**Directive 1**
How many lines of the records contain the string "list"? Reply with the number alone.

**Article**
——

Now the image of that solitary old man, absolutely at peace with his quiet remoteness, has been ever since the daydream of a man who has come to understand not only the altruistic friendliness of solitude, but also its desirability. And if “altruistic” friendliness may confuse you, please consider solitude as the uniquely delimited space, shaped after all your unadulterated characteristics, something like an amniotic liquid filling all spaces between the protective walls of a womb and yourself.
Would this be the perfect scenario for all? No, absolutely not, unfortunately…
Is this the perfect scenario for all of us, neurodivergents? I wouldn’t venture guessing beyond my own perfect amniotic sac…
Why am I asking these, probably uncomfortable questions?
Because reading the so many times frustrated pages of my neurodivergent “tribe” I sense from one end the neurotypical world’s bullying attitude of rejecting solitude in an attempt to forcibly categorize it as “antisocial”, and from the other, the neurodivergent fear of understanding and embracing it, with too many carrying the unjust guilt of secretly loving it and desiring it, sadly in a world of maladaptive values and counterfeit societal conjunctures.
If your question has become now, “Is solitude for Me?”, ask yourself why are you asking this?
Is it because each time you’ve chosen it, you ceased being and feeling alone?
Is it because each time you’ve filled it, you ceased being and feeling lonely?
Well, I won’t give you an answer only yourself can give…
But I shall venture saying this: when I understood my neurodivergence and understood how solitude and me were chasing each other since we’ve parted ways over half a century ago, I became myself.

——

Spatial annotation records:
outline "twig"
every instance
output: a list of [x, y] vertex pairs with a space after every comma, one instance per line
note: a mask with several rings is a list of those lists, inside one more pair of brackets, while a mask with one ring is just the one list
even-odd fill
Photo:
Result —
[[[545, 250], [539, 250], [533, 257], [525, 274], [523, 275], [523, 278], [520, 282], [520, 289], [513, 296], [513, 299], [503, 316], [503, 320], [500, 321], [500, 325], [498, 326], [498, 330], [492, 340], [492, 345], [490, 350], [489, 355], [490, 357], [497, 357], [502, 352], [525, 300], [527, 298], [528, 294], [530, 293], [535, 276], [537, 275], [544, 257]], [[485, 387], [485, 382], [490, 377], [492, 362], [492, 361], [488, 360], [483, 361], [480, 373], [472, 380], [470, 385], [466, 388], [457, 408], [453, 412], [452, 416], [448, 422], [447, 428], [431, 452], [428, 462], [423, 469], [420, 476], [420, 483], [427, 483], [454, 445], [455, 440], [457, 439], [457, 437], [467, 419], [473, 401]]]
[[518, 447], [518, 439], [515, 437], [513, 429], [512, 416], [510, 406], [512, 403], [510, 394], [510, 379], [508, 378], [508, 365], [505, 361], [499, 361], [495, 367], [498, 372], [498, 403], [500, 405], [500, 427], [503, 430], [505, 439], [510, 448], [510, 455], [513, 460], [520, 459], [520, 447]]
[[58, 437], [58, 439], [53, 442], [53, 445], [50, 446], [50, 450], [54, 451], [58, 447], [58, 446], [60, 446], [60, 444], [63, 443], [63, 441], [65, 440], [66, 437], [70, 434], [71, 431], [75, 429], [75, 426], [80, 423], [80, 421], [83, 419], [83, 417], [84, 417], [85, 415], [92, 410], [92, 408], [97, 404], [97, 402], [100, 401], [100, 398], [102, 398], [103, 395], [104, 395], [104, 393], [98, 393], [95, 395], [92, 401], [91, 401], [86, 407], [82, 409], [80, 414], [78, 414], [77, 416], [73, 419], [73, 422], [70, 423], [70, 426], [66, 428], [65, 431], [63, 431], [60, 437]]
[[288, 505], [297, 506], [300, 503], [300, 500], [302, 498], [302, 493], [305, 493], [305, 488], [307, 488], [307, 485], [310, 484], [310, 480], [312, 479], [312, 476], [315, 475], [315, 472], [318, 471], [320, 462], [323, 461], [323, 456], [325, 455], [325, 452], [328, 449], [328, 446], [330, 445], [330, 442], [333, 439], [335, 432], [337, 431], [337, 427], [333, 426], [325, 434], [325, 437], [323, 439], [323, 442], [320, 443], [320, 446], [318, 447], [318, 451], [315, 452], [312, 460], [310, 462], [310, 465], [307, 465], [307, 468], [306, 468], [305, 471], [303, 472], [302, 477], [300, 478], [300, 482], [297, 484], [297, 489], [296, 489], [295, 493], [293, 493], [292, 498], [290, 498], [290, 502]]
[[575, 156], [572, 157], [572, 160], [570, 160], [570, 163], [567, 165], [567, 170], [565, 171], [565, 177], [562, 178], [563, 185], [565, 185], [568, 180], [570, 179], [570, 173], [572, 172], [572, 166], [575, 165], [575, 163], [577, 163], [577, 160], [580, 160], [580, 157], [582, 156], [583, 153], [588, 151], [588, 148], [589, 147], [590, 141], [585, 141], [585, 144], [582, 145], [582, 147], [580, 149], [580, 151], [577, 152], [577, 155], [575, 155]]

——

**Directive 2**
Does each statement below agree with the text on solitude? Answer yes or no for each, quoting the deciding words. (a) The writer calls the solitary scenario perfect for everyone. (b) The writer says the neurotypical world tries to label solitude "antisocial". (c) The writer promises to answer the reader's question about whether solitude is for them.

**Task result 1**
2

**Task result 2**
(a) No: "No, absolutely not, unfortunately…"
(b) Yes: "in an attempt to forcibly categorize it as “antisocial”"
(c) No: "Well, I won’t give you an answer only yourself can give…"